Start

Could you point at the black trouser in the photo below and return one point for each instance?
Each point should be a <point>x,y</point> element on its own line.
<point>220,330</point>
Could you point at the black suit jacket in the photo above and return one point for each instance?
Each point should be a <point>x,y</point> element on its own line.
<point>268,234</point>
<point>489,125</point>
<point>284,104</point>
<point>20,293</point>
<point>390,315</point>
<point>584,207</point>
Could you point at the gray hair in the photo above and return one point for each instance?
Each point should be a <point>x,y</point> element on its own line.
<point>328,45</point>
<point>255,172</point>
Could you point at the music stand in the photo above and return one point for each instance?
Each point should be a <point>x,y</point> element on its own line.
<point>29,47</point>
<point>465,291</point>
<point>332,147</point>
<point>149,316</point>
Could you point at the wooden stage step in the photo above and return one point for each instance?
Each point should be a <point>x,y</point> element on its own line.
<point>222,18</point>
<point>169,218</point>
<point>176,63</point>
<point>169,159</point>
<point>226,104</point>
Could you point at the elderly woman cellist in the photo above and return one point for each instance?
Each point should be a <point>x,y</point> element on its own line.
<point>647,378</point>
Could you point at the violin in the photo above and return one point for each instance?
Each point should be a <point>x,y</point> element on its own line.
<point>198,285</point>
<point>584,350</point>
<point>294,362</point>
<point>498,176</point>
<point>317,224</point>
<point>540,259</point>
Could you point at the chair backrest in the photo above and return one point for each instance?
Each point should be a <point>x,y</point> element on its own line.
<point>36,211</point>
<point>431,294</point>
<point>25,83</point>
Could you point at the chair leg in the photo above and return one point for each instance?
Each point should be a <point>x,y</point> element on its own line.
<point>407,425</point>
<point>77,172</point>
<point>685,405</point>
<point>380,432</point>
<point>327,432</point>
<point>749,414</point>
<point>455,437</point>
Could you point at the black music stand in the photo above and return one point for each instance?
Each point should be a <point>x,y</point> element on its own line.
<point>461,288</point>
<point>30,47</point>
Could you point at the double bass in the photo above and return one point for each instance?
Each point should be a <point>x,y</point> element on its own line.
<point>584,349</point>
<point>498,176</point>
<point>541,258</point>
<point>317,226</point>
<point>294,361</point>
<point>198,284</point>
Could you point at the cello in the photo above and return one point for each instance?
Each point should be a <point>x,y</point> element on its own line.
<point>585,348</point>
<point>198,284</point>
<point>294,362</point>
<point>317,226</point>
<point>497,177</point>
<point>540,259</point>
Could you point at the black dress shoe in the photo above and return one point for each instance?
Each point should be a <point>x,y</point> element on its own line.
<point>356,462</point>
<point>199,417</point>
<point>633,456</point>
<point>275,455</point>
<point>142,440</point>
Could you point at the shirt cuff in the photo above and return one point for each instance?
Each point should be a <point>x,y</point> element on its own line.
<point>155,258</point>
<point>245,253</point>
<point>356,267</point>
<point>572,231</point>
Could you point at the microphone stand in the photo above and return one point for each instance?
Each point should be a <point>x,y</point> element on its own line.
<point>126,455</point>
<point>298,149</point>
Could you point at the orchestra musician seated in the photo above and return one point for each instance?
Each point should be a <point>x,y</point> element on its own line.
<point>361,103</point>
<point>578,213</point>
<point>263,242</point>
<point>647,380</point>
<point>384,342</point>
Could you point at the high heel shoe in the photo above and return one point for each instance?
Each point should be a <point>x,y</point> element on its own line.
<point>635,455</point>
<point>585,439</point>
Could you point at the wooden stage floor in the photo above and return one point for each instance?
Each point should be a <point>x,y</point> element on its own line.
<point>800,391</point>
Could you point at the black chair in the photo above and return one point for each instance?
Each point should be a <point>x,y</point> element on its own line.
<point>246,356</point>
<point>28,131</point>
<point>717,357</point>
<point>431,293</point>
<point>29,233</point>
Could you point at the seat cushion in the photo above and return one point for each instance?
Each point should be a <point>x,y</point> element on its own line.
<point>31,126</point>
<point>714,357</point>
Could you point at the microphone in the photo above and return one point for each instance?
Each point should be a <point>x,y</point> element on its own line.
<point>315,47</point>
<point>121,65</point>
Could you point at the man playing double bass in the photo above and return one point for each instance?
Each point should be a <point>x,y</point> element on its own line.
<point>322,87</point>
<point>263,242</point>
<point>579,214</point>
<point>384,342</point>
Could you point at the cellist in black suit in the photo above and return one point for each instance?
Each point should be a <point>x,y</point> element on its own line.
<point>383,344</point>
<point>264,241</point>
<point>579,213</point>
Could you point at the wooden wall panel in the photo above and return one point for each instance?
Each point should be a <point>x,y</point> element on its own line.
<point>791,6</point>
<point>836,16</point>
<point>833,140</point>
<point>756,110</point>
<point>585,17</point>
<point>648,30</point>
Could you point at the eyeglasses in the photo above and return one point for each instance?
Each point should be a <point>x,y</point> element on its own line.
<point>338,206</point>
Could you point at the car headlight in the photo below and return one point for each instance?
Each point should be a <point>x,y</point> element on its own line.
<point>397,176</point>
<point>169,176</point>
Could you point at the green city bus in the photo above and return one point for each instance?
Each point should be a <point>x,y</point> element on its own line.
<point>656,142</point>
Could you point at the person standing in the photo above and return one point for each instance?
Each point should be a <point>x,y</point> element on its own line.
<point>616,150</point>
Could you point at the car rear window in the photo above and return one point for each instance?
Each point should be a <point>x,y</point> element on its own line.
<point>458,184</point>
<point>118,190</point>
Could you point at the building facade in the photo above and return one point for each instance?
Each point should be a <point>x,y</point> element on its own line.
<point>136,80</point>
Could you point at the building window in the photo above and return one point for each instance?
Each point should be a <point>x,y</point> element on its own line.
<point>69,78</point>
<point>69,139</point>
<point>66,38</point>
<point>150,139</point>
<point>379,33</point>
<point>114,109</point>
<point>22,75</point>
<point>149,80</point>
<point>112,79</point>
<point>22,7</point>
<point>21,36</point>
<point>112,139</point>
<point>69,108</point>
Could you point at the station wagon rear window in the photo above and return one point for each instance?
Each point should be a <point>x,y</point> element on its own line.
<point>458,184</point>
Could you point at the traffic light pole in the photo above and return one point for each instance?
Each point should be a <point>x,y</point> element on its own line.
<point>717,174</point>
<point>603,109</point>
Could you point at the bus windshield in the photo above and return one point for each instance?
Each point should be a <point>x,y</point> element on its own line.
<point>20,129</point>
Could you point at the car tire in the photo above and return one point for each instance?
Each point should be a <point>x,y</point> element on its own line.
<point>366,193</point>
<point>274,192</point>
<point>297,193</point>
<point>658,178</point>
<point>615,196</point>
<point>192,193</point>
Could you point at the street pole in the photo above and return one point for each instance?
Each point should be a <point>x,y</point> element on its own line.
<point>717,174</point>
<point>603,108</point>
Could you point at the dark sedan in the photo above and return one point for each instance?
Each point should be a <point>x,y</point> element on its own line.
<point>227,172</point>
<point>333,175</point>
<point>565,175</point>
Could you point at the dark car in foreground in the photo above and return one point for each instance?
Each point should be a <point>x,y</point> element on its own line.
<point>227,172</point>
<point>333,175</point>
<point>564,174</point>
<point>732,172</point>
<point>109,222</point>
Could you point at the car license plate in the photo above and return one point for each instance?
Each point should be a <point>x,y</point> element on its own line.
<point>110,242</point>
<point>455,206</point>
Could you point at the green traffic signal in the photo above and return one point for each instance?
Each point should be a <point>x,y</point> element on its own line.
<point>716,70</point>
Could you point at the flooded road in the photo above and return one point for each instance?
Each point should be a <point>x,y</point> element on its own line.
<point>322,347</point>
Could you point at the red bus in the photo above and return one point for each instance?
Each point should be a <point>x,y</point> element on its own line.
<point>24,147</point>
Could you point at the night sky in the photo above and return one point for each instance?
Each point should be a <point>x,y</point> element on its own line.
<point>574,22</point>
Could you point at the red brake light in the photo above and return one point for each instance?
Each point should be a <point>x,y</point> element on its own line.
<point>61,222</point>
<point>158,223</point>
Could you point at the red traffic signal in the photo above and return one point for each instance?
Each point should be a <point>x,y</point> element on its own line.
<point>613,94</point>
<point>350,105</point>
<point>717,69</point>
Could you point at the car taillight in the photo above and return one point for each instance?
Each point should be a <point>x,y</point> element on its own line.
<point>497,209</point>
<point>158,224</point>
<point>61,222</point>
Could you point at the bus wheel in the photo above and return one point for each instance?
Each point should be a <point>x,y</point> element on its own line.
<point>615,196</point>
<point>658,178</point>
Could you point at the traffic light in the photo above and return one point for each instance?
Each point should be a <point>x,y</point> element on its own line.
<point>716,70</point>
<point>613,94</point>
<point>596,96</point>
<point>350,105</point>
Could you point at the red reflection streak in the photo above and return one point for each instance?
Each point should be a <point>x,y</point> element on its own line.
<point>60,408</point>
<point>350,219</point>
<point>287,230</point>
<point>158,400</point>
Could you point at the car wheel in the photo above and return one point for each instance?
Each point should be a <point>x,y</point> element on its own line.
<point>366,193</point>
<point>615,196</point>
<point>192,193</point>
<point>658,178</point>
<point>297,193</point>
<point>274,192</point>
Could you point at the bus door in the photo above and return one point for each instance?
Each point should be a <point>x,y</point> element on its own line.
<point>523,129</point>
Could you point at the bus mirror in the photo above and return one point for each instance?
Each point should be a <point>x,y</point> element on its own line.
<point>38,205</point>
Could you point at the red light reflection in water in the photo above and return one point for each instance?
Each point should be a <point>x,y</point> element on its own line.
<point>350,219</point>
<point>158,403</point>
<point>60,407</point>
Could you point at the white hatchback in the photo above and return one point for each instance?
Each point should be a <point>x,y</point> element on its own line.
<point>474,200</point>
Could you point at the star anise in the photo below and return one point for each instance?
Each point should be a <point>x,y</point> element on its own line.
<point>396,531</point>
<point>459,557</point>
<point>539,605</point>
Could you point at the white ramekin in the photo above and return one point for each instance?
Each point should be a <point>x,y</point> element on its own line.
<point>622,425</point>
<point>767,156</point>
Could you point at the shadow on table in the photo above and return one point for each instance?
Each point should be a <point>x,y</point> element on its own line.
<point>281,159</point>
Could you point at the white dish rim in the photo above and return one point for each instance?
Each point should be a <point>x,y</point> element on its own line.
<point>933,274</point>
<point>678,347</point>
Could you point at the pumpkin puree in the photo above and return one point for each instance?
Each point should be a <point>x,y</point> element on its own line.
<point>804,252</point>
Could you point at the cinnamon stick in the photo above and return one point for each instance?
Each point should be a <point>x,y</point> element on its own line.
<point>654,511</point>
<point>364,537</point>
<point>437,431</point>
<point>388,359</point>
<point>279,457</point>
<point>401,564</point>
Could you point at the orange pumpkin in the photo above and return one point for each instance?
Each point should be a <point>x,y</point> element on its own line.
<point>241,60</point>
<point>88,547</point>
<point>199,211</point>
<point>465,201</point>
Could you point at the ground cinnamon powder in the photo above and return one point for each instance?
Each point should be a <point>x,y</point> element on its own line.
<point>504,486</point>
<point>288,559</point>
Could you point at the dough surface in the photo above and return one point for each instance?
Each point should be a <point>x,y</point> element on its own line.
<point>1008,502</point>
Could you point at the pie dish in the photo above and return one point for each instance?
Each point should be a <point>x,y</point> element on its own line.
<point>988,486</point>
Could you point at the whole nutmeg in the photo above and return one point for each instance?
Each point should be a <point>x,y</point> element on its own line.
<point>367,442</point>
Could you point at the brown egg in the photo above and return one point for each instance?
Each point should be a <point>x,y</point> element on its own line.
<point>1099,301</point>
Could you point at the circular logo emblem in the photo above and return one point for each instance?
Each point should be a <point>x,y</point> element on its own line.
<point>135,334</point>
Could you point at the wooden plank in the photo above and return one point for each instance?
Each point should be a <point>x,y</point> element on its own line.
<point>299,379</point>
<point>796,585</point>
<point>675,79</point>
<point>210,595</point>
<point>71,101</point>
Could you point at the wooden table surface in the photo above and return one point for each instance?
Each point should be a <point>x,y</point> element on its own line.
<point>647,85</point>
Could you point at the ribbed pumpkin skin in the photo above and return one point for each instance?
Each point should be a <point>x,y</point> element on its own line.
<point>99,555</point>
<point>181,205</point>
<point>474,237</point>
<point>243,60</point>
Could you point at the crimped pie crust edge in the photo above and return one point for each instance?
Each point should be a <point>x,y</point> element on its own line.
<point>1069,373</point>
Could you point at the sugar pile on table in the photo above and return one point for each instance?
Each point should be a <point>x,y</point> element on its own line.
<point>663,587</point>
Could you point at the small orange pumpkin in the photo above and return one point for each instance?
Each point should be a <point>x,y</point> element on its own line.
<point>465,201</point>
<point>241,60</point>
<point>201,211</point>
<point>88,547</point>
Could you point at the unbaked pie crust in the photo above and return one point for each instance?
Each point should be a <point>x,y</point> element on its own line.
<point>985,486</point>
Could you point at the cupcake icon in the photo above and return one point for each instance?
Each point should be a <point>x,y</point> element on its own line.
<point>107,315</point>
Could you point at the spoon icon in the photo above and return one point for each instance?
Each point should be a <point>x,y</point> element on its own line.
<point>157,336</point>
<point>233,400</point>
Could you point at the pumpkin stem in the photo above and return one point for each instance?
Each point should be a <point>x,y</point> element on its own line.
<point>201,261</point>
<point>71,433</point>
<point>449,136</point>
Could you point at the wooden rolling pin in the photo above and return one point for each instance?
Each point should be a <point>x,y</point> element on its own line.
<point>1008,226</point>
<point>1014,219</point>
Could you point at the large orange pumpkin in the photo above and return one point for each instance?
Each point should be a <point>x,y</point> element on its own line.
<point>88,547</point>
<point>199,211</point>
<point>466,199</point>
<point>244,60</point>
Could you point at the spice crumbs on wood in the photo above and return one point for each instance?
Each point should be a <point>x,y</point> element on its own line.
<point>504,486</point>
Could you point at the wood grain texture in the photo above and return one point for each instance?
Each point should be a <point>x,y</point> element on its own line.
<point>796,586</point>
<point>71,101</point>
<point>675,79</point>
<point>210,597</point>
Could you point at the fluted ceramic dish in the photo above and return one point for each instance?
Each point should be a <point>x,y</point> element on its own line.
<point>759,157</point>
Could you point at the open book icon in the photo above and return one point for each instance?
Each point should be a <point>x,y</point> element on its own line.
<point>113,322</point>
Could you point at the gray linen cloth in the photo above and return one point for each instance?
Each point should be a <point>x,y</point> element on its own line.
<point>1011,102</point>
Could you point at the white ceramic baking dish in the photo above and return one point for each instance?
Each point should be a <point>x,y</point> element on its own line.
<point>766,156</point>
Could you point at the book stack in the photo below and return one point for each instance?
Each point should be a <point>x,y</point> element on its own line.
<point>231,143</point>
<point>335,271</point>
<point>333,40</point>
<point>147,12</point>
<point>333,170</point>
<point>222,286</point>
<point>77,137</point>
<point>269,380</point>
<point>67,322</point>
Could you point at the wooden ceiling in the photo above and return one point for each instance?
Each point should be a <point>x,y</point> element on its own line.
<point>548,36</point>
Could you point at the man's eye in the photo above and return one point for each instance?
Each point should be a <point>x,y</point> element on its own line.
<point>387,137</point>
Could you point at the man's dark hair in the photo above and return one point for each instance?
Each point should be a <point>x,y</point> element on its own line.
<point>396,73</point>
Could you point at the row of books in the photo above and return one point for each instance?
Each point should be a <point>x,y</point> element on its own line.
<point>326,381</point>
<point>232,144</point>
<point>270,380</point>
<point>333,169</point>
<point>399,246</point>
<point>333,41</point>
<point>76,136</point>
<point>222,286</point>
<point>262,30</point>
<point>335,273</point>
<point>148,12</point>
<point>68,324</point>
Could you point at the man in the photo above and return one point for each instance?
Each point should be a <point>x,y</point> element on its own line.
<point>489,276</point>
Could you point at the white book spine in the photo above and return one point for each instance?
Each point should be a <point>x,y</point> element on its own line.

End

Please render the material above as a Markdown table with the columns Row and Material line, beginning at the line that has "Could you point at the wooden ceiling" and stopping after the line that has "<point>396,73</point>". Leave out any blank lines.

» **COMPLETED EXERCISE**:
| Row | Material line |
|---|---|
| 1 | Could you point at the wooden ceiling in the photo above and return one point for each instance? |
| 2 | Each point should be a <point>x,y</point> element on its own line. |
| 3 | <point>548,36</point> |
| 4 | Could you point at the man's eye in the photo above and return one point for each instance? |
| 5 | Each point should be a <point>x,y</point> element on its own line. |
| 6 | <point>387,137</point> |
| 7 | Could you point at the man's dark hair in the photo above and return one point for each instance? |
| 8 | Each point should be a <point>x,y</point> element on its own line. |
| 9 | <point>396,73</point> |